Task brief: Turn the stretch of the records from the line containing "Exercise. Mark the blue" through the end into a numbered list. Leave out blank lines.

Records to use:
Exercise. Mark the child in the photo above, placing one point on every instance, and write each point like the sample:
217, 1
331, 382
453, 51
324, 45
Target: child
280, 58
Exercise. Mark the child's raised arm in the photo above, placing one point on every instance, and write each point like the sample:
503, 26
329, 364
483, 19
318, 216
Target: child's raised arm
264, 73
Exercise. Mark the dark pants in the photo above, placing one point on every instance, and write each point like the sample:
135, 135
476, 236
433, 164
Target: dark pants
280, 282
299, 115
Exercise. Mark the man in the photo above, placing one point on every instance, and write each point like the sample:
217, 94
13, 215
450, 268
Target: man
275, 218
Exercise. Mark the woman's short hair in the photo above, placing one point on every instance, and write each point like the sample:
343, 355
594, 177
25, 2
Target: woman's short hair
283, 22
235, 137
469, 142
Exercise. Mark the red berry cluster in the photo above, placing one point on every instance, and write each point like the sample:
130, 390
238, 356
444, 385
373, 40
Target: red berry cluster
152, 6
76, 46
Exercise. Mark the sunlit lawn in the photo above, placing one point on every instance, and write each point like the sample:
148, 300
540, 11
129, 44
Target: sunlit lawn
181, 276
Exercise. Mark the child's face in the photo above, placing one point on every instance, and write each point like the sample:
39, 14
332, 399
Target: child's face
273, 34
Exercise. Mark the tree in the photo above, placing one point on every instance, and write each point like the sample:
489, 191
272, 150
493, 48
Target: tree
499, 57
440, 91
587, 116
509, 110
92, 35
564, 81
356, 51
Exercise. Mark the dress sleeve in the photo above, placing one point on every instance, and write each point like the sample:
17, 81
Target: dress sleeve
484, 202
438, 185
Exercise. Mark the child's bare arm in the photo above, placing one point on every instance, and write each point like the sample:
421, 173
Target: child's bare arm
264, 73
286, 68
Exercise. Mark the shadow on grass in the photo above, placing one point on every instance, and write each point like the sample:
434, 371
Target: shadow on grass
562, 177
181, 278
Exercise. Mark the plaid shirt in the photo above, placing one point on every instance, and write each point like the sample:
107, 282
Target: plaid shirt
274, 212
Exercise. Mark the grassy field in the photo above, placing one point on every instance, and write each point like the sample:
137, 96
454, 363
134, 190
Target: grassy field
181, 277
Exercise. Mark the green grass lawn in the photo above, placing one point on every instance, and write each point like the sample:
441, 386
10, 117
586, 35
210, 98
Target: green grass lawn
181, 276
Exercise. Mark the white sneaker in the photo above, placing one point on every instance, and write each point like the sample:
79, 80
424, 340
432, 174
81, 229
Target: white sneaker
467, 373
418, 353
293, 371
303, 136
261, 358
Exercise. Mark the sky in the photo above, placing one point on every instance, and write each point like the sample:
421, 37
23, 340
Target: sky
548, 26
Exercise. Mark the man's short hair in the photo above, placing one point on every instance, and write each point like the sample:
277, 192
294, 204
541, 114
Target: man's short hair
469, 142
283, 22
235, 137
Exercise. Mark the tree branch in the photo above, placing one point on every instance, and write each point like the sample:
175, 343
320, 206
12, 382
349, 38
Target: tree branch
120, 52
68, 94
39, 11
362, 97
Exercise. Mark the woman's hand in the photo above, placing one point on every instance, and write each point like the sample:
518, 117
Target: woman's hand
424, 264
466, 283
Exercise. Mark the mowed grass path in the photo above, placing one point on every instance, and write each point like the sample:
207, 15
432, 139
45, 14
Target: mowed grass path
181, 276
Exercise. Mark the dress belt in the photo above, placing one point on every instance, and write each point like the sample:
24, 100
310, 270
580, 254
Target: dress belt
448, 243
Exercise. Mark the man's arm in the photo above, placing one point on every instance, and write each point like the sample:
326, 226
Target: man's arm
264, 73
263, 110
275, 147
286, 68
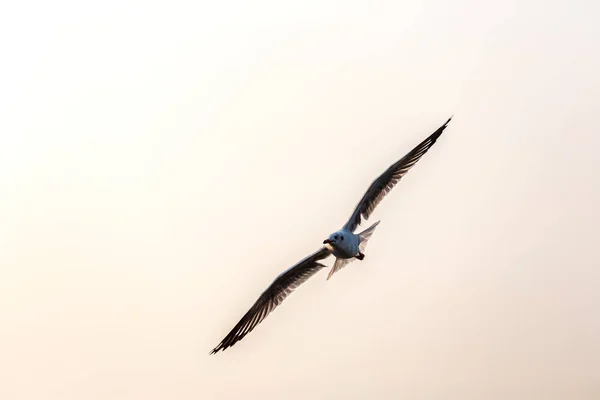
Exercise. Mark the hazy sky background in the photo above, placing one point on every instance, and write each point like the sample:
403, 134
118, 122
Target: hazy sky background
162, 162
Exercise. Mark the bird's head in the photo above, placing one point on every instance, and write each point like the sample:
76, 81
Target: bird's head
334, 238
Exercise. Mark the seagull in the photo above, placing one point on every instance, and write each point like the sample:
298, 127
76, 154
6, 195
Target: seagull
344, 244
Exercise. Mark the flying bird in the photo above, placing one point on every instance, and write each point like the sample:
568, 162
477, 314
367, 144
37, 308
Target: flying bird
344, 244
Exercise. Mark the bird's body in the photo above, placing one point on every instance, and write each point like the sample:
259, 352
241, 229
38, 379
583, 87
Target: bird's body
344, 244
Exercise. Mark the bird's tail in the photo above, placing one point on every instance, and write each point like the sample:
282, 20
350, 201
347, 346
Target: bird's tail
366, 235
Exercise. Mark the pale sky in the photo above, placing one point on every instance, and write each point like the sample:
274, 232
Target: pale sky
162, 162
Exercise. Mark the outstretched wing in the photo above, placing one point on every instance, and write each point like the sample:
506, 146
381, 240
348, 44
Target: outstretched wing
386, 181
281, 287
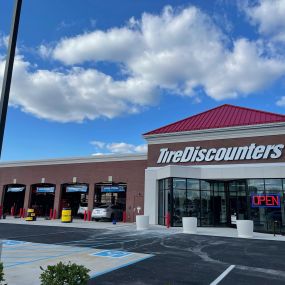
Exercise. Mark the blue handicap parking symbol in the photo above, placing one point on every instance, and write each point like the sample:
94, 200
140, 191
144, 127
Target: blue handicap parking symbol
112, 253
12, 242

Solution below:
1. Exercise. Mark the blue handicap parking symbol in the photo above, placing one point on every instance, and write each point like the sample:
2. 94, 200
3. 140, 191
4. 144, 127
5. Target: blue handicap parking symbol
6. 112, 253
7. 12, 242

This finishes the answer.